Problems.
a. From the listing, print word for word the lines starting at the one that contains "Prompt = Locate the ear" and ending after the one that contains "112,13 -> 191,255", including both of those lines.
b. Pick up the piece about leaving Facebook and social media where it stops, and keep writing it.

Selected excerpt.
— Start —
Facebook won’t like the coming changes. The judgement needlework still from The Shawshank Redemption is for them. The Facebook using public is…not pleased. I do not know if the platform will completely die out, but I do expect it to become less useful because fewer people want to be there. See

’s “It’s Not Because of a Data Breach.” That not wanting to be there, leaving, and then not missing it might spill over onto other platforms, making them a little less useful. (Twitter, I’m looking at you.)

For the moment, however, lots of people are hesitating about a complete break because while society was trying to keep up with the social media age many forgot — or never learned — how to do some stuff the old way.

Actually, for a while I’ve expected that fortysomethings would have to do some heavy cultural knowledge lifting on this point. We know how things can be done without internet tech but we are savvy enough with the tech that we can translate the concepts. Think things like organizing community groups. If I’ve seen one, I’ve seen half a dozen articles referring to people worried about leaving Facebook because how would they organize such things without it? Well, for one, PaperlessPost has a Flyer option in Beta that would work pretty well.

Of course, there is a catch, two really.

To leave social media behind we will need to use email again and go back to visiting individual websites, rather than relying on automated feeds.

Signs of both trends have been around for a while. Email never really died. It fell out of use with some segments, mostly the young, and so it didn’t improve much. Thankfully there are ways to make it better.
— End —
Data entries.
— Start —
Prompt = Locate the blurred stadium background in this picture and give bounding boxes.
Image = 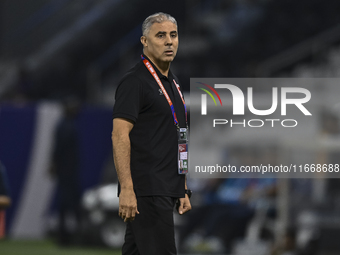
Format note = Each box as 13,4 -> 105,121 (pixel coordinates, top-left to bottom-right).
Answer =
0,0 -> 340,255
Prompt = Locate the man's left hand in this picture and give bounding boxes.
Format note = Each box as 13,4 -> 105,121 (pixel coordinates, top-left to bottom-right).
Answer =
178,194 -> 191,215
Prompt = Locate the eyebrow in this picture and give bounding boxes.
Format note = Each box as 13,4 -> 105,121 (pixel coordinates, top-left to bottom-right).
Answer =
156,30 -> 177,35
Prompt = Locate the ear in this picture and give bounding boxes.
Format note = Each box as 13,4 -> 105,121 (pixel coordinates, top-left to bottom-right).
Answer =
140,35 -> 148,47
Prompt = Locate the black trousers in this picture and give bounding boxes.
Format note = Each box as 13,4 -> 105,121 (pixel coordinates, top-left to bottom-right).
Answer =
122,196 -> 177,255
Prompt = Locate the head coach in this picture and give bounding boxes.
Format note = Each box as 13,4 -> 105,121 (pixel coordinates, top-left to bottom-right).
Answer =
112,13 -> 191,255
— End —
— Start —
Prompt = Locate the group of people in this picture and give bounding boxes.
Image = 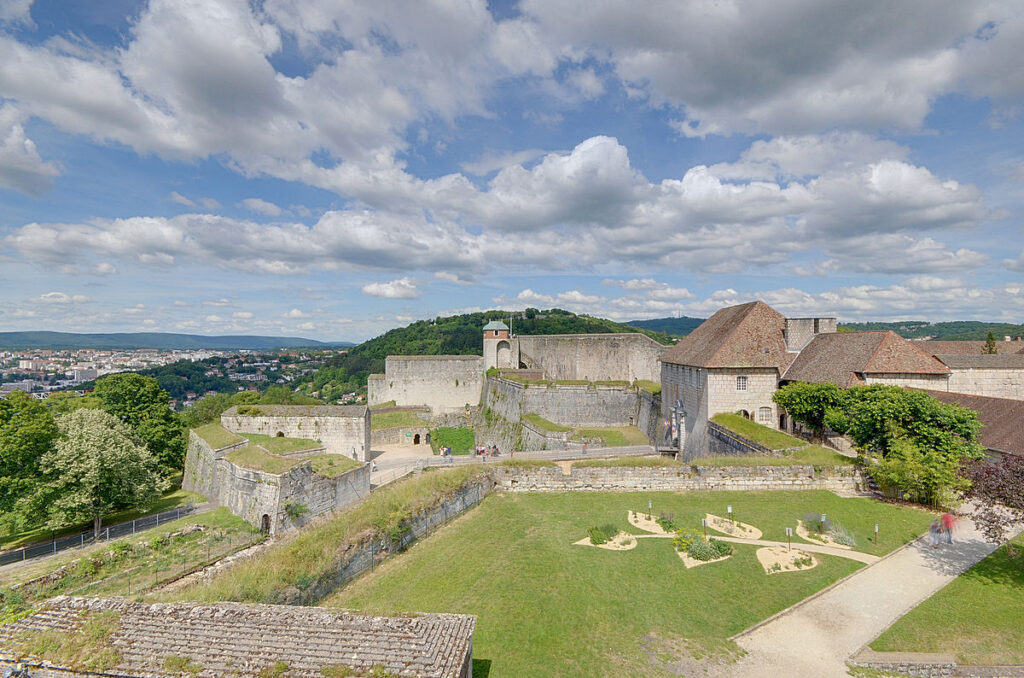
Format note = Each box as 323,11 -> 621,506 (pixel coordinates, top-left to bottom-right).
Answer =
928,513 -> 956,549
— End —
— Start —
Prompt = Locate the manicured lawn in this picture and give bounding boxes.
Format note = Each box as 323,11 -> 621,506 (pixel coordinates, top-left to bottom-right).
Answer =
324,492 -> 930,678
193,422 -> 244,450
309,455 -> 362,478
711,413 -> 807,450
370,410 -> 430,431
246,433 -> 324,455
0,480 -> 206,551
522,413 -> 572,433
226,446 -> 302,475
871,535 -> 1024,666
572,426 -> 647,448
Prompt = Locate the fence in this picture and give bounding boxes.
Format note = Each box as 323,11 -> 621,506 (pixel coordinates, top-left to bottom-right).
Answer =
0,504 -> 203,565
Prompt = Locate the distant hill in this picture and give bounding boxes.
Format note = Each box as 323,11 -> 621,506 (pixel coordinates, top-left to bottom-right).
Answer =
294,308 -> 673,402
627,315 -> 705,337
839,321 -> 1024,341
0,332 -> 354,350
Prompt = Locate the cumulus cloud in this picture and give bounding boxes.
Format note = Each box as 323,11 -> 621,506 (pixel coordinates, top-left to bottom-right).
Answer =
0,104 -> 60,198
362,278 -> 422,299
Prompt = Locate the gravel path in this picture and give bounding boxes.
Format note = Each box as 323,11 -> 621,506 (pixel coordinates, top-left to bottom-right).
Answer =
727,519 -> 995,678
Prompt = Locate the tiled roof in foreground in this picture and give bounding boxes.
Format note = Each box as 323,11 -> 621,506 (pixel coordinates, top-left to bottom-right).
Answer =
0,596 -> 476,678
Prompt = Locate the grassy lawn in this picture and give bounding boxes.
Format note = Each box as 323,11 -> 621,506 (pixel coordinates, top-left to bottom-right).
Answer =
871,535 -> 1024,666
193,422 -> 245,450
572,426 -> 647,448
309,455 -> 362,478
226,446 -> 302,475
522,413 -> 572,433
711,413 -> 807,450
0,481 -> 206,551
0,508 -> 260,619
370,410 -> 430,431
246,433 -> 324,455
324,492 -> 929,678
— End —
The responses.
a.
Prompt = Locate the ear in this picture and give bounding boxes.
Format note = Each box as 13,4 -> 105,121 (pixel coordinates, top-left to bottom-right).
Answer =
140,35 -> 148,47
Prompt = Locate the black trousers in this picture and give bounding boxes.
Format note = Each box as 13,4 -> 105,121 (pixel coordinates, top-left to bottom-right).
Answer =
122,196 -> 177,255
Prompt = Locate the head coach in this picture and give bounding boxes.
Format note = Each box as 13,4 -> 105,121 (pixel coordinates, top-left to bottom-right).
Answer =
112,13 -> 191,255

b.
Toward this end, I moved the Sunday collection of curated commentary to our own email account a few weeks back. If email is sticking around, I wanted ours more functional and easier on the eyes. I am pleased with the results. Last week’s dispatch, “Won’t You Be My Neighbor?” discussed a few other Facebook and real life angles. If you’ve missed your Sunday brunch reading, sign up here. (This letter is going out in lieu of this Sunday’s Collection as it is Passover and Easter.)

The return to using individual sites will take a little longer for people to readapt. And I’m kicking myself, but two years ago, I tried to keep my old blog alive and wrote about a blog as a personal address, like mobile phone numbers have now become personal numbers. Remember, only 20 years ago, a phone number was tied to where you lived. Now area codes merely tell where you were living when you got your first phone, because your original phone number sticks with you even when you switch services. Ditto for email, actually. It used to change with your job or your phone service. Now a gmail, icloud, or yahoo account stays with you. I thought old personal websites would be like that and we could use them as a hub though which everything else would flow.

Turns out I was pretty good on the prediction but way off on the timing. None of the changes I anticipated happened three years ago. They are starting to happen now. So I’m scrambling to re-build what I neglected when I lost faith in my predictions.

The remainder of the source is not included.